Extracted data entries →
* * * * *

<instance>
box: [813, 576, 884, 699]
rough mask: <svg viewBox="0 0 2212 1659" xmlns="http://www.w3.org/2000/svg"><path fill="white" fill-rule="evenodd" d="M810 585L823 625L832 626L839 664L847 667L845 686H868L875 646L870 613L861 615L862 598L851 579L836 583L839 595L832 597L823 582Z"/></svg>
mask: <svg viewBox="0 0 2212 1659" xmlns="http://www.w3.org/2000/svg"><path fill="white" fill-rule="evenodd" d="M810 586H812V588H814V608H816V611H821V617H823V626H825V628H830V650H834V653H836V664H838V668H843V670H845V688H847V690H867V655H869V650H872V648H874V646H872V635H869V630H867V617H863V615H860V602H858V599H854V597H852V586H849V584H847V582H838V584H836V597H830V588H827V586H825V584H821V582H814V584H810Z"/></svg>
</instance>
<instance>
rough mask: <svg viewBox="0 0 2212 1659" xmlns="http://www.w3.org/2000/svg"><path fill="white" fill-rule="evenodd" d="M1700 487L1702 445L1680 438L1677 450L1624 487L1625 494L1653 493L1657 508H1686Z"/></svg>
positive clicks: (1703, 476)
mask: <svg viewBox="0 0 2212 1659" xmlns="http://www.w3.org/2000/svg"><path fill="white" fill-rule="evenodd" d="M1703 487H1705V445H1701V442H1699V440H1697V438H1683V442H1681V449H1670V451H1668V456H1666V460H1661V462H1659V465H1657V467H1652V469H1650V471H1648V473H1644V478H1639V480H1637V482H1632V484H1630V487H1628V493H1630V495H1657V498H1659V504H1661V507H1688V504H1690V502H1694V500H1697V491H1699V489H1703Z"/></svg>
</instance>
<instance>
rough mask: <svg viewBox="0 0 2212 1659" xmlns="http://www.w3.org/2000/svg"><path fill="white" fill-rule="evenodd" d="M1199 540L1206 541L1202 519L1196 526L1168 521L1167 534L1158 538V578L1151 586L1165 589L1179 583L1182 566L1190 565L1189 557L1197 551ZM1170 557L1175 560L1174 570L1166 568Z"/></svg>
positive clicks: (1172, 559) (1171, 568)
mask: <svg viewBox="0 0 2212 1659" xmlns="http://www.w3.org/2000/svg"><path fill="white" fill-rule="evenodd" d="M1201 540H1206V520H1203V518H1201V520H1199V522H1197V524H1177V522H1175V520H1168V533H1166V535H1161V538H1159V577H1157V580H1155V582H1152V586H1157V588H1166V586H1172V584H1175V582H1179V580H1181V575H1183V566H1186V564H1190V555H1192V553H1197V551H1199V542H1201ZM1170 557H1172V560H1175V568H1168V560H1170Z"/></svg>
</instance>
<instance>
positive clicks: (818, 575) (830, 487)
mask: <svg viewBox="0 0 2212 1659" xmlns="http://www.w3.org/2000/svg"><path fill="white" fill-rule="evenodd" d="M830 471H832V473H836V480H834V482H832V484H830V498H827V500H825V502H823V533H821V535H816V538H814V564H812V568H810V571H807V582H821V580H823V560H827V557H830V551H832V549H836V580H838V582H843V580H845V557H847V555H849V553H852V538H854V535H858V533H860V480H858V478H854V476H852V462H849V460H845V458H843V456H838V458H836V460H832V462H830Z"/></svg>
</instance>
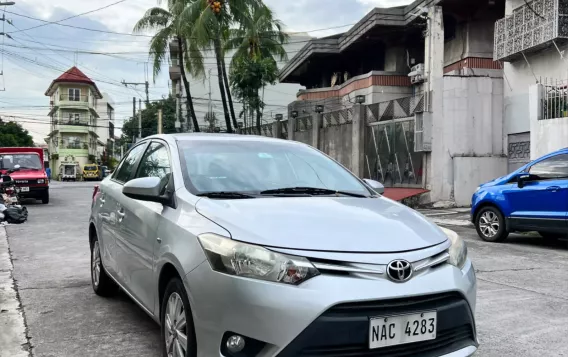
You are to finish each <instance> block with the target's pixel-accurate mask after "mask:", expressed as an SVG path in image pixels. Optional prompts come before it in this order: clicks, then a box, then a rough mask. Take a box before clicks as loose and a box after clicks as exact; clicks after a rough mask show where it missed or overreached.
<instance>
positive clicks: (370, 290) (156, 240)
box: [89, 134, 478, 357]
mask: <svg viewBox="0 0 568 357" xmlns="http://www.w3.org/2000/svg"><path fill="white" fill-rule="evenodd" d="M383 190H384V188H383V187H382V185H381V184H380V183H378V182H375V181H371V180H360V179H359V178H357V177H356V176H354V175H353V174H352V173H351V172H349V171H348V170H346V169H345V168H344V167H343V166H341V165H340V164H338V163H337V162H335V161H334V160H332V159H330V158H329V157H327V156H326V155H324V154H322V153H321V152H319V151H317V150H315V149H313V148H311V147H309V146H307V145H304V144H300V143H296V142H291V141H284V140H277V139H268V138H260V137H252V136H239V135H221V134H180V135H159V136H154V137H150V138H146V139H145V140H143V141H141V142H138V143H136V144H135V146H134V147H133V148H132V149H131V150H130V151H129V152H128V153H127V154H126V156H125V157H124V158H123V160H122V161H121V163H120V164H119V166H118V167H117V169H116V170H115V171H114V173H113V174H112V175H111V176H109V177H106V178H105V179H104V180H103V181H102V182H101V184H100V186H97V187H96V188H95V190H94V193H93V201H92V213H91V218H90V226H89V242H90V247H91V262H92V274H91V275H92V285H93V289H94V291H95V293H96V294H98V295H102V296H110V295H112V294H113V293H114V292H115V291H116V290H117V289H118V288H121V289H122V290H124V292H126V294H128V295H129V296H130V297H131V298H132V299H133V300H134V301H135V302H136V303H137V304H138V305H140V307H141V308H142V309H143V310H144V311H145V312H146V313H148V315H150V316H151V317H152V318H153V319H154V320H155V321H156V322H158V323H159V324H160V325H161V331H162V342H163V347H162V350H163V356H179V357H182V356H183V357H212V356H225V357H253V356H255V357H273V356H278V357H289V356H305V357H310V356H313V357H315V356H328V357H329V356H346V355H349V356H375V355H377V356H378V355H380V356H387V357H388V356H401V355H404V356H421V357H429V356H448V357H450V356H451V357H461V356H470V355H472V354H473V353H474V352H475V351H476V349H477V347H478V341H477V332H476V329H475V320H474V313H475V304H476V278H475V273H474V269H473V266H472V263H471V261H470V260H469V259H468V257H467V249H466V246H465V244H464V242H463V241H462V240H461V239H460V237H459V236H458V235H457V234H456V233H455V232H453V231H450V230H446V229H442V228H439V227H438V226H436V225H434V224H432V223H431V222H429V221H428V220H427V219H426V218H424V217H423V216H422V215H420V214H419V213H417V212H416V211H414V210H412V209H410V208H407V207H405V206H403V205H401V204H399V203H397V202H394V201H391V200H389V199H387V198H385V197H382V196H381V193H382V192H383Z"/></svg>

* * * * *

WORK TASK → Identify each line of the data above that contains the string "positive", matching case exactly, and copy every such line.

ANSWER TO THE EXERCISE →
positive clicks: (1703, 476)
positive clicks: (1172, 559) (1171, 568)
positive clicks: (818, 575) (830, 487)
positive clicks: (370, 290) (156, 240)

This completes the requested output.